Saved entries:
________________
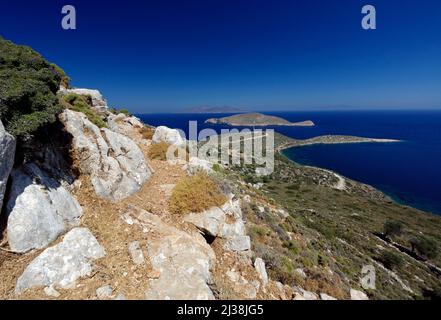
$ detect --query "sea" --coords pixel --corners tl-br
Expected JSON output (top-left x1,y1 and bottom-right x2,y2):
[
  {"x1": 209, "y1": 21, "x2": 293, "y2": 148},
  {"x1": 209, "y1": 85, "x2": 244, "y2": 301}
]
[{"x1": 137, "y1": 110, "x2": 441, "y2": 215}]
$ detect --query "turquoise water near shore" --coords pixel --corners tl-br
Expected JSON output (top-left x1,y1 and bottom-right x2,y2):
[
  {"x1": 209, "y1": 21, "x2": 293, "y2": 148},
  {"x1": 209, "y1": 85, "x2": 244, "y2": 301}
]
[{"x1": 139, "y1": 111, "x2": 441, "y2": 215}]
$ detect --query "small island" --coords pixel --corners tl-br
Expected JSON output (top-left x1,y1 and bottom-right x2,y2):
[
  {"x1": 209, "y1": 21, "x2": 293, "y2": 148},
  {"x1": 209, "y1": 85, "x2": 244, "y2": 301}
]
[{"x1": 205, "y1": 113, "x2": 315, "y2": 127}]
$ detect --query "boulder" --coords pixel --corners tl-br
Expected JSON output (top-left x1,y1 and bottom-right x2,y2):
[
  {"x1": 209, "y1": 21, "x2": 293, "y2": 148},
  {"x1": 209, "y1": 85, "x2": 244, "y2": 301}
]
[
  {"x1": 152, "y1": 126, "x2": 187, "y2": 148},
  {"x1": 15, "y1": 228, "x2": 106, "y2": 294},
  {"x1": 107, "y1": 113, "x2": 144, "y2": 137},
  {"x1": 254, "y1": 258, "x2": 268, "y2": 286},
  {"x1": 60, "y1": 110, "x2": 151, "y2": 201},
  {"x1": 184, "y1": 197, "x2": 251, "y2": 251},
  {"x1": 132, "y1": 211, "x2": 216, "y2": 300},
  {"x1": 0, "y1": 120, "x2": 15, "y2": 212},
  {"x1": 59, "y1": 88, "x2": 107, "y2": 109},
  {"x1": 6, "y1": 164, "x2": 83, "y2": 252},
  {"x1": 350, "y1": 289, "x2": 369, "y2": 300}
]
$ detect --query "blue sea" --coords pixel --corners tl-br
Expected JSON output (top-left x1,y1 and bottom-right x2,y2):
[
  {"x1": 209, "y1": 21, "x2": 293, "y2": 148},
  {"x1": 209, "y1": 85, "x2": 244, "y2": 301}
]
[{"x1": 139, "y1": 111, "x2": 441, "y2": 215}]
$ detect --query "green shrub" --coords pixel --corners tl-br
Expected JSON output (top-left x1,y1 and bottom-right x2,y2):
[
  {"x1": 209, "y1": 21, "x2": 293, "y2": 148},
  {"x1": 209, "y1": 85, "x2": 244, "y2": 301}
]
[
  {"x1": 0, "y1": 37, "x2": 68, "y2": 137},
  {"x1": 383, "y1": 221, "x2": 403, "y2": 237},
  {"x1": 61, "y1": 93, "x2": 107, "y2": 128},
  {"x1": 169, "y1": 172, "x2": 227, "y2": 214}
]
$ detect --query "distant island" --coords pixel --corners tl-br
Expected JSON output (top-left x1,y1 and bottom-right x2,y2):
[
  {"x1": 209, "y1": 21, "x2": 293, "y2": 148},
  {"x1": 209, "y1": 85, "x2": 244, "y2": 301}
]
[
  {"x1": 205, "y1": 113, "x2": 315, "y2": 127},
  {"x1": 185, "y1": 106, "x2": 246, "y2": 113}
]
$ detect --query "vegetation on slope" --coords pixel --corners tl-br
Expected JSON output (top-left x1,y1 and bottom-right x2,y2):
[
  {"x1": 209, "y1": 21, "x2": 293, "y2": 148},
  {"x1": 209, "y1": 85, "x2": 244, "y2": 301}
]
[
  {"x1": 169, "y1": 172, "x2": 227, "y2": 214},
  {"x1": 0, "y1": 37, "x2": 69, "y2": 137}
]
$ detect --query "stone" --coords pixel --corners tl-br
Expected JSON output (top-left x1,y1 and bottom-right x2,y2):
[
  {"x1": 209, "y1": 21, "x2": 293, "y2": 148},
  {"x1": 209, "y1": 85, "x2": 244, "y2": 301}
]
[
  {"x1": 96, "y1": 285, "x2": 113, "y2": 300},
  {"x1": 6, "y1": 163, "x2": 83, "y2": 253},
  {"x1": 350, "y1": 289, "x2": 369, "y2": 300},
  {"x1": 225, "y1": 236, "x2": 251, "y2": 251},
  {"x1": 0, "y1": 120, "x2": 15, "y2": 212},
  {"x1": 137, "y1": 211, "x2": 216, "y2": 300},
  {"x1": 320, "y1": 293, "x2": 337, "y2": 300},
  {"x1": 152, "y1": 126, "x2": 187, "y2": 147},
  {"x1": 183, "y1": 157, "x2": 213, "y2": 175},
  {"x1": 15, "y1": 228, "x2": 106, "y2": 294},
  {"x1": 43, "y1": 286, "x2": 60, "y2": 298},
  {"x1": 254, "y1": 258, "x2": 268, "y2": 286},
  {"x1": 184, "y1": 195, "x2": 251, "y2": 251},
  {"x1": 60, "y1": 110, "x2": 151, "y2": 201},
  {"x1": 129, "y1": 241, "x2": 145, "y2": 266}
]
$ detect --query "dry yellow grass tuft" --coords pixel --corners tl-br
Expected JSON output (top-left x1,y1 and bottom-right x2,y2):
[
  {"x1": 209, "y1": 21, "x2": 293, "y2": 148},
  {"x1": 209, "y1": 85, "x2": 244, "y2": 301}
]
[{"x1": 169, "y1": 172, "x2": 227, "y2": 214}]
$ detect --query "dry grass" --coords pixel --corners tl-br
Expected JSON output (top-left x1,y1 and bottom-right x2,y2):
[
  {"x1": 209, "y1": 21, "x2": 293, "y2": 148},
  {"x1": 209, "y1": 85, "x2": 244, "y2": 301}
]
[
  {"x1": 169, "y1": 172, "x2": 227, "y2": 214},
  {"x1": 139, "y1": 127, "x2": 155, "y2": 140}
]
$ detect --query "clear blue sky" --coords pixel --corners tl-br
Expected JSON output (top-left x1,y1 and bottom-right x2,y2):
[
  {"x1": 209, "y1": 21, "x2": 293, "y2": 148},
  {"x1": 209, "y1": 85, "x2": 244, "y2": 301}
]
[{"x1": 0, "y1": 0, "x2": 441, "y2": 113}]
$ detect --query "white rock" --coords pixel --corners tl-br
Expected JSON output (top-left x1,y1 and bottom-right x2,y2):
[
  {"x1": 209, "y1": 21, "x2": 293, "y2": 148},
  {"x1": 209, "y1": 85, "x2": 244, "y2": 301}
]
[
  {"x1": 60, "y1": 110, "x2": 151, "y2": 201},
  {"x1": 15, "y1": 228, "x2": 106, "y2": 294},
  {"x1": 152, "y1": 126, "x2": 187, "y2": 147},
  {"x1": 96, "y1": 285, "x2": 113, "y2": 300},
  {"x1": 254, "y1": 258, "x2": 268, "y2": 286},
  {"x1": 6, "y1": 164, "x2": 83, "y2": 252},
  {"x1": 138, "y1": 212, "x2": 215, "y2": 300},
  {"x1": 350, "y1": 289, "x2": 369, "y2": 300},
  {"x1": 43, "y1": 286, "x2": 60, "y2": 298},
  {"x1": 320, "y1": 293, "x2": 337, "y2": 300},
  {"x1": 0, "y1": 120, "x2": 15, "y2": 212},
  {"x1": 129, "y1": 241, "x2": 145, "y2": 266}
]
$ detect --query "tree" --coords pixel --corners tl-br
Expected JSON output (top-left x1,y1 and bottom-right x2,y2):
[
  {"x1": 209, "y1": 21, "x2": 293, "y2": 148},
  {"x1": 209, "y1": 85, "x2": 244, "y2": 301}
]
[{"x1": 383, "y1": 221, "x2": 403, "y2": 238}]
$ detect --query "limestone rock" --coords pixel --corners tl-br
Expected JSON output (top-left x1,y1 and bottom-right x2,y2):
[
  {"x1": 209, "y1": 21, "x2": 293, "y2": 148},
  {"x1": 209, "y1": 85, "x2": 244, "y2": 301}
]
[
  {"x1": 60, "y1": 110, "x2": 151, "y2": 201},
  {"x1": 6, "y1": 164, "x2": 83, "y2": 252},
  {"x1": 320, "y1": 293, "x2": 337, "y2": 300},
  {"x1": 129, "y1": 241, "x2": 145, "y2": 266},
  {"x1": 184, "y1": 196, "x2": 251, "y2": 251},
  {"x1": 0, "y1": 120, "x2": 15, "y2": 210},
  {"x1": 15, "y1": 228, "x2": 106, "y2": 294},
  {"x1": 254, "y1": 258, "x2": 268, "y2": 286},
  {"x1": 134, "y1": 212, "x2": 215, "y2": 300},
  {"x1": 183, "y1": 157, "x2": 213, "y2": 174},
  {"x1": 152, "y1": 126, "x2": 187, "y2": 147},
  {"x1": 96, "y1": 285, "x2": 113, "y2": 300},
  {"x1": 350, "y1": 289, "x2": 369, "y2": 300}
]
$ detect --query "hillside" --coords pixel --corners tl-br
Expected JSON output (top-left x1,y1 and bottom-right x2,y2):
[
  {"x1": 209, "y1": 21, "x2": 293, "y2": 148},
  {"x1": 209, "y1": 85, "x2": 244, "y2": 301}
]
[
  {"x1": 0, "y1": 40, "x2": 441, "y2": 300},
  {"x1": 205, "y1": 113, "x2": 314, "y2": 127}
]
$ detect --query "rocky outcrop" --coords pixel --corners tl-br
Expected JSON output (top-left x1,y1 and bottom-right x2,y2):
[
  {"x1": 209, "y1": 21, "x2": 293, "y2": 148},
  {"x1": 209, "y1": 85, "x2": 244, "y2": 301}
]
[
  {"x1": 152, "y1": 126, "x2": 187, "y2": 147},
  {"x1": 107, "y1": 113, "x2": 144, "y2": 137},
  {"x1": 350, "y1": 289, "x2": 369, "y2": 300},
  {"x1": 122, "y1": 208, "x2": 216, "y2": 300},
  {"x1": 15, "y1": 228, "x2": 106, "y2": 294},
  {"x1": 184, "y1": 199, "x2": 251, "y2": 251},
  {"x1": 6, "y1": 164, "x2": 82, "y2": 252},
  {"x1": 0, "y1": 120, "x2": 15, "y2": 212},
  {"x1": 182, "y1": 157, "x2": 213, "y2": 175},
  {"x1": 60, "y1": 110, "x2": 151, "y2": 201}
]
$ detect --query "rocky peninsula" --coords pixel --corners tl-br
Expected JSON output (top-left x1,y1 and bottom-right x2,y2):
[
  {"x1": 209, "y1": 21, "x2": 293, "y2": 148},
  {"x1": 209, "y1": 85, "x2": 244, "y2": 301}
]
[{"x1": 205, "y1": 113, "x2": 315, "y2": 127}]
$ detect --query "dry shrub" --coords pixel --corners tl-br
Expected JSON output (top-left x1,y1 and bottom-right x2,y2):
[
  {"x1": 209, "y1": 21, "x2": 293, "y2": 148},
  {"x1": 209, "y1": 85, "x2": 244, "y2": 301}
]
[
  {"x1": 139, "y1": 127, "x2": 155, "y2": 140},
  {"x1": 169, "y1": 172, "x2": 227, "y2": 214}
]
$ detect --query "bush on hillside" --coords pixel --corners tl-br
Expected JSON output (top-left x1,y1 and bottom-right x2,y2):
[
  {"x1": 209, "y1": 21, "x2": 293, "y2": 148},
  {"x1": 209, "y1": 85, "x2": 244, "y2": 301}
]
[
  {"x1": 60, "y1": 93, "x2": 107, "y2": 128},
  {"x1": 410, "y1": 236, "x2": 438, "y2": 259},
  {"x1": 383, "y1": 221, "x2": 403, "y2": 238},
  {"x1": 0, "y1": 37, "x2": 68, "y2": 137},
  {"x1": 169, "y1": 172, "x2": 227, "y2": 214}
]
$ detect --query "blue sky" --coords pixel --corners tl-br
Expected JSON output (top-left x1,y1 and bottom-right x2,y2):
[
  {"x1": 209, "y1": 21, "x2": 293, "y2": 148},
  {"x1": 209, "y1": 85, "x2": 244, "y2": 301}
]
[{"x1": 0, "y1": 0, "x2": 441, "y2": 113}]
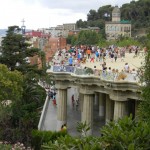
________________
■ TASK STATEMENT
List every line of the records above that contains the word "grass".

■ FINAL RESULT
$ detect --query "dry yellow grass tuft" --coords pixel --corners tl-br
$ detect --query "dry grass" --coords pixel --corners tl-br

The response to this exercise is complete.